[ФРАГМЕНТ ТЕКСТА]
1014Это только вопрос силы: носить в себе все болезненные черты своего века, но выравнивать их в изобильной, пластичной, возрождающей мощи. Сильный человек.
1015О силе XIX столетия. Мы средневековее, чем XVIII век, а не просто любопытнее или падче на чужое и редкое. Мы взбунтовались против революции… Мы эмансипировались от страха перед разумом, этим призраком XVIII века: мы снова смеем быть абсурдными, ребячливыми, лиричными… – одним словом: «мы музыканты». Нас так же мало страшит смешное, как и абсурдное. – Дьявол толкует терпимость Бога к своей пользе: более того, ему испокон веков интереснее быть нераспознанным, оклеветанным, – мы спасаем честь дьявола.
Мы больше не отделяем великое от страшного. Хорошие вещи мы учитываем во всей их сложности вместе с наисквернейшими:: мы преодолели абсурдную «желательность» прежних времён (которая хотела приращения добра без усугубления зла). Трусость перед идеалом Ренессанса поубавилась, – мы уже отваживаемся сами воздыхать по его нравам. В то же время положен конец нетерпимости к священникам и церкви; «аморально верить в бога», но именно это мы и считаем лучшей формой оправдания веры.
Всему этому мы в себе дали право. Мы уже не страшимся оборотной стороны «хороших вещей» (мы её ищем… мы достаточно отважны и любопытны для этого) – например, оборотных сторон греческой античности, морали, разума, хорошего вкуса (мы учитываем ущерб, который наносят нам все подобные изысканности: с каждой из них можно почти обеднеть).
Столь же мало утаиваем мы от себя оборотную сторону скверных вещей…
1016Что делает нам честь. – Если что и делает нам честь, так это вот что: серьёзность мы приложили к другому: многие презираемые в иных эпохах, оставленные за ненадобностью низкие вещи мы почитаем важными – зато за «прекрасные чувства» гроша ломаного не дадим…
Есть ли более опасное заблуждение, нежели презрение тела? Как будто вместе с ним вся духовность не приговаривается к болезненности, к vapeurs[246] идеализма!
Отнюдь не всё из того, что придумали христиане и идеалисты, придумано с умом: мы радикальнее. Мы открыли «мельчайший мир» – как решающий во всём.
Уличные мостовые, свежий воздух в комнате, еда, осознанная в своём значении; мы серьёзно отнеслись ко всем насущным надобностям существования и презираем всяческое «прекраснодушество» как своего рода «легкомыслие и фривольность». А то, что считалось презренным, нынче выдвинуто на переднюю линию.
1017Вместо «естественного человека». Руссо. XIX век открыл истинный образ «человека вообще» – ему хватило на это мужества… В целом благодаря этому христианское понятие «человек» восстановлено в правах. На что не хватило мужества – так это на то, чтобы именно этого «человека как такового» одобрить, признать и в нём узреть залог человеческого будущего. Точно так же не осмелились понять возрастание ужасного в человеке как сопутствующее явление всякого роста культуры; в этом всё ещё сохраняют раболепную покорность христианскому идеалу и берут его сторону против язычества, равно как и против ренессансного понятия virtu. Но так не обрести ключ к культуре: а in praxi это обернётся шельмованием истории в пользу «доброго человека» (как будто он воплощает собой только прогресс человечества) и социалистическим идеалом (т. е. подменой христианства и Руссо в мире уже без христианства).
[/ФРАГМЕНТ ТЕКСТА]
*ЗАДАНИЯ*.
1 - Как будет звучать часть фрагмента текста между словами «Столь же мало» и «к vapeurs[246] идеализма!» включительно, если заменить «тела» на «плоти»?
2 - Какие «хорошие вещи» фрагмент текста приводит в пример, говоря об их оборотных сторонах?
[ИСХОДНЫЕ ДАННЫЕ]
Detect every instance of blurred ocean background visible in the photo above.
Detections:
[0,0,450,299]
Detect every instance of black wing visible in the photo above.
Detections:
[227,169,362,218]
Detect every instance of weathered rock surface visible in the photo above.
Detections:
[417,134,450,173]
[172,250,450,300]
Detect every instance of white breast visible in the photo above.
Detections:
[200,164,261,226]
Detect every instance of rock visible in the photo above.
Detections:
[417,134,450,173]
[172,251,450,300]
[/ИСХОДНЫЕ ДАННЫЕ]
[ИСХОДНЫЕ ДАННЫЕ]
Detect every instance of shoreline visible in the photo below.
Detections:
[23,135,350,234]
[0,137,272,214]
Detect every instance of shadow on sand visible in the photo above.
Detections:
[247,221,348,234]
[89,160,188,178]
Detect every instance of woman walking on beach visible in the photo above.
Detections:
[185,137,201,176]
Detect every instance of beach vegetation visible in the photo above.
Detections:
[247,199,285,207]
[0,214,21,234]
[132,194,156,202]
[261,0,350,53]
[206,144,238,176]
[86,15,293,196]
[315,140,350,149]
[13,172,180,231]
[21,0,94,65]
[/ИСХОДНЫЕ ДАННЫЕ]
*ОТВЕТЫ К ЗАДАНИЯМ*.
1 -
Столь же мало утаиваем мы от себя оборотную сторону скверных вещей…
1016Что делает нам честь. – Если что и делает нам честь, так это вот что: серьёзность мы приложили к другому: многие презираемые в иных эпохах, оставленные за ненадобностью низкие вещи мы почитаем важными – зато за «прекрасные чувства» гроша ломаного не дадим…
Есть ли более опасное заблуждение, нежели презрение плоти? Как будто вместе с ним вся духовность не приговаривается к болезненности, к vapeurs[246] идеализма!

2 - Греческая античность, мораль, разум, хороший вкус.